» Work task 1
In the passage on Earl Granville, translate this sentence into French: "Granville's second marriage may have done something to increase his reputation for eccentricity."
» Work task 2
Condense the paragraph of the passage on Earl Granville that begins "The Countess Granville died on 7 October 1745," keeping its main facts.
» Work task 3
Return, word for word, the part of the passage on Earl Granville between "Whether he used" and "express his meaning.", inclusive.

» Provided passage
The Countess Granville died on 7 October 1745, leaving one daughter Sophia, who married William Petty, 2nd Earl of Shelburne, later 1st Marquess of Lansdowne. Granville's second marriage may have done something to increase his reputation for eccentricity. In February 1746 he allowed himself to be entrapped by the intrigues of the Pelhams into accepting the secretaryship, but resigned in forty-eight hours. In June 1751 he became President of the Council, and was still liked and trusted by the King, but his share in government did not go beyond giving advice, and endeavouring to forward ministerial arrangements. In 1756 he was asked by Newcastle to become Prime Minister as the alternative to Pitt, but Granville, who perfectly understood why the offer was made, declined and supported Pitt. When in October 1761 Pitt, who had information of the signing of the " Family Compact" wished to declare war on Spain, and declared his intention to resign unless his advice was accepted, Granville replied that "the opinion of the majority (of the Cabinet) must decide". He spoke in complimentary terms of Pitt but resisted his claim to be considered as a "sole minister" or Prime Minister.
Whether he used the words attributed to him in the Annual Register for 1761 is more than doubtful, but the minutes of Council show that they express his meaning.
He married twice:
- Firstly to Frances Worsley (died 1743), daughter of
Sir Robert Worsley, 4th Baronet, by whom he had at least 6 children; 2 sons and 4 daughters:
- George Carteret (born 14 February 1716, baptised 11 March 1716 at St Martin in the Fields, Westminster)
- Robert Carteret, 3rd Earl Granville (born 21 September 1721, baptised 17 October 1721 at St Martin in the Fields, Westminster).

» The data

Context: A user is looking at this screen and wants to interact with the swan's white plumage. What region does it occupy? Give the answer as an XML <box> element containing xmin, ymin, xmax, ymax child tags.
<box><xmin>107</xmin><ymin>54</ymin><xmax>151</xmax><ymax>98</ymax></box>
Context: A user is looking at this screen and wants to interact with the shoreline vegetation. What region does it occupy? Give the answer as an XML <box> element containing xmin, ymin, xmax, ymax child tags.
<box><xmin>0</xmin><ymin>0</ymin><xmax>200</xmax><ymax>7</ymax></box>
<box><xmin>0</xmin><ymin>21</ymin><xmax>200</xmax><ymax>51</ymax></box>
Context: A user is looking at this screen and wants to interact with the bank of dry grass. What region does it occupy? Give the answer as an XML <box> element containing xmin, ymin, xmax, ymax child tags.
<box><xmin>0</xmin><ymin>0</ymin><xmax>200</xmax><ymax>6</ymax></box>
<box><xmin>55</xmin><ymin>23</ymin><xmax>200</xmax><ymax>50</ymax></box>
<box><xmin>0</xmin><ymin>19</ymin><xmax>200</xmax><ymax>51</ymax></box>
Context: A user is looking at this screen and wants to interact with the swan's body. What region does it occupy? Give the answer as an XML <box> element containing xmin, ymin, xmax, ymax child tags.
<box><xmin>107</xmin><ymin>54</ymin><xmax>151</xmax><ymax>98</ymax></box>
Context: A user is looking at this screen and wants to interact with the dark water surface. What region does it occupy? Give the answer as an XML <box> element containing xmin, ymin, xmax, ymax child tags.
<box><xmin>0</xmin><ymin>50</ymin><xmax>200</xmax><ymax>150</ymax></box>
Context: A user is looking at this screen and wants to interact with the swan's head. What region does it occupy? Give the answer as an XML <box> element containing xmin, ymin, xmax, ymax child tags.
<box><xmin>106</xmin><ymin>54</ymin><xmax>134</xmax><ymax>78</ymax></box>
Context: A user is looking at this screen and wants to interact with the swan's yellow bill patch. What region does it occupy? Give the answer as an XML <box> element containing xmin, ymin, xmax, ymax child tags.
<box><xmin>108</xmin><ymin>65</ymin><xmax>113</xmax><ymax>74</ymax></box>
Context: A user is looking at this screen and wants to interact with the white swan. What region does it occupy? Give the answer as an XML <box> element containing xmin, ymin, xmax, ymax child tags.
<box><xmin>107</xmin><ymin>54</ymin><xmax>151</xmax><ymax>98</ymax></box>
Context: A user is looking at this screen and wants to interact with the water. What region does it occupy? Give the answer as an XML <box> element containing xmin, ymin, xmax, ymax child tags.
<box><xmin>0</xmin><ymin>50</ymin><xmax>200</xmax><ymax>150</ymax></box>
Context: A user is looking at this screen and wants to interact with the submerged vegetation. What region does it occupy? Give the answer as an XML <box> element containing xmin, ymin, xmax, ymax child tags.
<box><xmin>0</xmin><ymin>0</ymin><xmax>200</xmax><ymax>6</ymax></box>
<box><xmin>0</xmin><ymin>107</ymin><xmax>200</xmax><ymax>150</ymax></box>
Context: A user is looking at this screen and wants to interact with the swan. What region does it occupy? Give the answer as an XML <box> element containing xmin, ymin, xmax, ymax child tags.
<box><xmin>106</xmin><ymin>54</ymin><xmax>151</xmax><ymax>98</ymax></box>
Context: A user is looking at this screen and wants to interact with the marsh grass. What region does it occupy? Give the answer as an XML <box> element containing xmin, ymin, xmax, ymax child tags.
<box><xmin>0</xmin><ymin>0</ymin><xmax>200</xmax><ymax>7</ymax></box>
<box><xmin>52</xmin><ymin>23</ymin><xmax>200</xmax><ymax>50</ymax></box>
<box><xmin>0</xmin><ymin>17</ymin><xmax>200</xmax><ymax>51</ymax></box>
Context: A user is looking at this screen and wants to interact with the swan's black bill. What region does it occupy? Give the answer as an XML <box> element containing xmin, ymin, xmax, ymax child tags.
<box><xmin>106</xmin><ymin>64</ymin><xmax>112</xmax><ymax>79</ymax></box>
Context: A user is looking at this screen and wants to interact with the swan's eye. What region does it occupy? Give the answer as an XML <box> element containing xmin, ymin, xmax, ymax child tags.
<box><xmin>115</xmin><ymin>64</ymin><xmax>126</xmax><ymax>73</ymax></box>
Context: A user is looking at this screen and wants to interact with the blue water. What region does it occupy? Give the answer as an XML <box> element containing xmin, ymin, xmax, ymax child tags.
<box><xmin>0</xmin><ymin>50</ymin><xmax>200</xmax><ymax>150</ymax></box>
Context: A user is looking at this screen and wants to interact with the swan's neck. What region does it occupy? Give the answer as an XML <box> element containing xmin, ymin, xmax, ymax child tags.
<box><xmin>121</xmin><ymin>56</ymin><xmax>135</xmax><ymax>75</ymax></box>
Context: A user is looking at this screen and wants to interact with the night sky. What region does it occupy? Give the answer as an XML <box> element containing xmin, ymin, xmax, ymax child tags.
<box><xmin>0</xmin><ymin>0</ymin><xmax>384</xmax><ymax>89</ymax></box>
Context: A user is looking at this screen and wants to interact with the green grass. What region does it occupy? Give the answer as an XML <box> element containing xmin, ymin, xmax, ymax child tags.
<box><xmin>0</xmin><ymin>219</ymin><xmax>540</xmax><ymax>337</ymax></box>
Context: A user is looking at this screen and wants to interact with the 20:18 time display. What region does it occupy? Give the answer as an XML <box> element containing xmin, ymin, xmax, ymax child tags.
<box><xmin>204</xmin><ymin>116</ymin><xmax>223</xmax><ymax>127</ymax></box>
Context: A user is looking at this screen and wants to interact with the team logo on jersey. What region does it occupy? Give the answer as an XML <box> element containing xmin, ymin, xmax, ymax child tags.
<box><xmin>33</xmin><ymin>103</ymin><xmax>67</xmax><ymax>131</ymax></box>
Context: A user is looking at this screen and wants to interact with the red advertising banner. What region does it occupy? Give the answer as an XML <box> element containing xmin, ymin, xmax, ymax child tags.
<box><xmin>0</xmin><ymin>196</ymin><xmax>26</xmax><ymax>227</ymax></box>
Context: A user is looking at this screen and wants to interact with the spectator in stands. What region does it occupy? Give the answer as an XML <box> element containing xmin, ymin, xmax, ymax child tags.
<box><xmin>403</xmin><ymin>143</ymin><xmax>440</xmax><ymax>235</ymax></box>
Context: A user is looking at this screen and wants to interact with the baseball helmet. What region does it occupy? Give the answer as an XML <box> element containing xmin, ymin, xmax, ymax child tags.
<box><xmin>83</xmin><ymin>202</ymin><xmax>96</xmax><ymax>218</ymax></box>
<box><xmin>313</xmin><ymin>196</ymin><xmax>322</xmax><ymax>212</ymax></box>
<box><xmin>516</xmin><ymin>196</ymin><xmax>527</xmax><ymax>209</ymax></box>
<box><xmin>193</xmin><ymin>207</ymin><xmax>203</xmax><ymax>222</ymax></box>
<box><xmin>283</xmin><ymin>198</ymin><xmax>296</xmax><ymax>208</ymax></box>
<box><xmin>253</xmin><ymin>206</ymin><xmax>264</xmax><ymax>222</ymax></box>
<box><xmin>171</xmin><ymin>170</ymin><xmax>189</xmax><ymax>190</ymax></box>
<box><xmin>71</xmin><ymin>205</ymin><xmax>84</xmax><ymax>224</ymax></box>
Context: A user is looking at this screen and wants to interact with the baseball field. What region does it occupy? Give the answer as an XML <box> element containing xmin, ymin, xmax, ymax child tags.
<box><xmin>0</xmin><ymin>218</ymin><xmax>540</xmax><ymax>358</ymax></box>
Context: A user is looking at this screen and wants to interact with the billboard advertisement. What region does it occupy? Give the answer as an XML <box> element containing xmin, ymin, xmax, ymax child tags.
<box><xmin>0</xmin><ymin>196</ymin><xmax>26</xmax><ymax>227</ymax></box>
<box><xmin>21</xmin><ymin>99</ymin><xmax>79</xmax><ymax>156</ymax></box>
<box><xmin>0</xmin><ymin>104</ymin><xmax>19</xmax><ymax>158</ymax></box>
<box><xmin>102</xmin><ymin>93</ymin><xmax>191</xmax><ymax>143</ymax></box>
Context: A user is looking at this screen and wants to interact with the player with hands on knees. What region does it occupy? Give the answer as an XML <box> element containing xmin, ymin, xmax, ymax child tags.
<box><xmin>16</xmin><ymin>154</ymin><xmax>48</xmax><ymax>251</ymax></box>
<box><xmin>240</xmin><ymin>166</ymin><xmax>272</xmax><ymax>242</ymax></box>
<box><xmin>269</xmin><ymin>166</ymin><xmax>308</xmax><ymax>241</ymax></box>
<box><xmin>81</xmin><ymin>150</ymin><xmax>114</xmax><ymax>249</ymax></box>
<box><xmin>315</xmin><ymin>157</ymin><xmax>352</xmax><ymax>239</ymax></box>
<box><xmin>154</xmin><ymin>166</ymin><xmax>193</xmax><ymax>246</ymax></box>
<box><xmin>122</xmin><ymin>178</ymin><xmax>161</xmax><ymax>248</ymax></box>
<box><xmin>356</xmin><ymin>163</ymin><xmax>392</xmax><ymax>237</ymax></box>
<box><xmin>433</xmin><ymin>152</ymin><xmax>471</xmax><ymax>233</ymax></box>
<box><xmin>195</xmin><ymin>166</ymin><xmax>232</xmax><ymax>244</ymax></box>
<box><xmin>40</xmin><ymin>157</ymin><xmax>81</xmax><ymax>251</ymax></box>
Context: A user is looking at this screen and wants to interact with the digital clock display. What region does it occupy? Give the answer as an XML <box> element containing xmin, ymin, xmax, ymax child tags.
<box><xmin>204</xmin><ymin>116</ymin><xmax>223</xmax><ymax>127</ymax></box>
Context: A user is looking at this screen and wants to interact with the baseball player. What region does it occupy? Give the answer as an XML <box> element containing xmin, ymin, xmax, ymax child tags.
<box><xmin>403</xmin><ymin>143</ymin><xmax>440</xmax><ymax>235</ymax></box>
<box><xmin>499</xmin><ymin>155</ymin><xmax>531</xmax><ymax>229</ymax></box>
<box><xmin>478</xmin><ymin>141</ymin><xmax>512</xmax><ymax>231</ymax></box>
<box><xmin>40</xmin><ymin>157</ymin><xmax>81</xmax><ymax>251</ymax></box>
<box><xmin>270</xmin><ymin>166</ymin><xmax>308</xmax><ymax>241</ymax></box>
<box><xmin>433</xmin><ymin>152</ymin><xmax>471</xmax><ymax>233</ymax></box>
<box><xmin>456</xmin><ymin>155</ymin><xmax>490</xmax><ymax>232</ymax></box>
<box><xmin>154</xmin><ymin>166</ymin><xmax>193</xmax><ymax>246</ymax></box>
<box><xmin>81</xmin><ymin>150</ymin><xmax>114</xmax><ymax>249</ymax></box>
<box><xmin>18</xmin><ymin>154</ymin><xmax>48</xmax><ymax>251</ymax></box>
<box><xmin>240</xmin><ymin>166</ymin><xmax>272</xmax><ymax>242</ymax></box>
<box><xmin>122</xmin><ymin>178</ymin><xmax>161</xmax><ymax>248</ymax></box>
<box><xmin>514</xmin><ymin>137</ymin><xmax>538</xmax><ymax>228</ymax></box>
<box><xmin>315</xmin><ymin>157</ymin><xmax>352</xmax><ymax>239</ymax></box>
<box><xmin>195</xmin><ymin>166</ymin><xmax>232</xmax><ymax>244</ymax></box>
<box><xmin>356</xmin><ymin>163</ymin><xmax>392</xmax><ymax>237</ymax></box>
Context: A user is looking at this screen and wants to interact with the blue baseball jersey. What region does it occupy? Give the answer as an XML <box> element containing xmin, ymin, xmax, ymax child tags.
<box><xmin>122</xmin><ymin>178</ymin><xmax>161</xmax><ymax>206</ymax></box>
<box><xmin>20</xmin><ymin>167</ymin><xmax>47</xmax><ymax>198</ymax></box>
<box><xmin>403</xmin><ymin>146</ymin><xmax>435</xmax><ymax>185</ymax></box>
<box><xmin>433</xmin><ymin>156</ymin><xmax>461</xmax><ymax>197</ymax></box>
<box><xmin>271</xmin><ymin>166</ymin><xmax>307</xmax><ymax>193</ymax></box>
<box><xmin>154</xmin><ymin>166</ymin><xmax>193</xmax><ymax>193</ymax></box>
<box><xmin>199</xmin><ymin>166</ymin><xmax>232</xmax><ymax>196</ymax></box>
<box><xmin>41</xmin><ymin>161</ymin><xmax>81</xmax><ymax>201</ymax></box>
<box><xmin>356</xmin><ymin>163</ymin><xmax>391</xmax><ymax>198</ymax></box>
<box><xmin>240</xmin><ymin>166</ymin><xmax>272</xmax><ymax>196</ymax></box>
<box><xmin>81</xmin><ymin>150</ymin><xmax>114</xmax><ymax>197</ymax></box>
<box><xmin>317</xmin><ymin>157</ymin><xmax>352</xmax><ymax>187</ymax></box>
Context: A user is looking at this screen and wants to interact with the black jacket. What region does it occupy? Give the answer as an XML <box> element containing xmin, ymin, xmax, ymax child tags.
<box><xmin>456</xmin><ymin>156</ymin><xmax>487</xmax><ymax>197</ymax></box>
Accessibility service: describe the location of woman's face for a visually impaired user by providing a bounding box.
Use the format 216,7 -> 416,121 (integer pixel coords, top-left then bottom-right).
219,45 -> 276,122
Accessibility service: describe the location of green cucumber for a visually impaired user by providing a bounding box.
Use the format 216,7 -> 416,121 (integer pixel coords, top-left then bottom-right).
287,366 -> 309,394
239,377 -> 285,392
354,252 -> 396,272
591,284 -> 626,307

» Solution 1
Le second mariage de Granville a peut-être contribué à renforcer sa réputation d'excentricité.

» Solution 2
The Countess Granville died on 7 October 1745. She left a daughter, Sophia, who married William Petty, 2nd Earl of Shelburne, later 1st Marquess of Lansdowne. Granville's second marriage may have added to his reputation for eccentricity.

In February 1746, drawn in by the Pelhams' intrigues, he accepted the secretaryship but resigned within forty-eight hours. In June 1751 he became President of the Council. He was still liked and trusted by the King, but his role was limited to giving advice and helping forward ministerial arrangements.

In 1756 Newcastle offered to make him Prime Minister as the alternative to Pitt. Granville understood why the offer was made, declined it, and supported Pitt. In October 1761 Pitt knew of the signing of the "Family Compact" and wanted war with Spain, threatening to resign if overruled. Granville replied that the Cabinet majority must decide. He spoke well of Pitt but rejected his claim to be "sole minister" or Prime Minister.

» Solution 3
Whether he used the words attributed to him in the Annual Register for 1761 is more than doubtful, but the minutes of Council show that they express his meaning.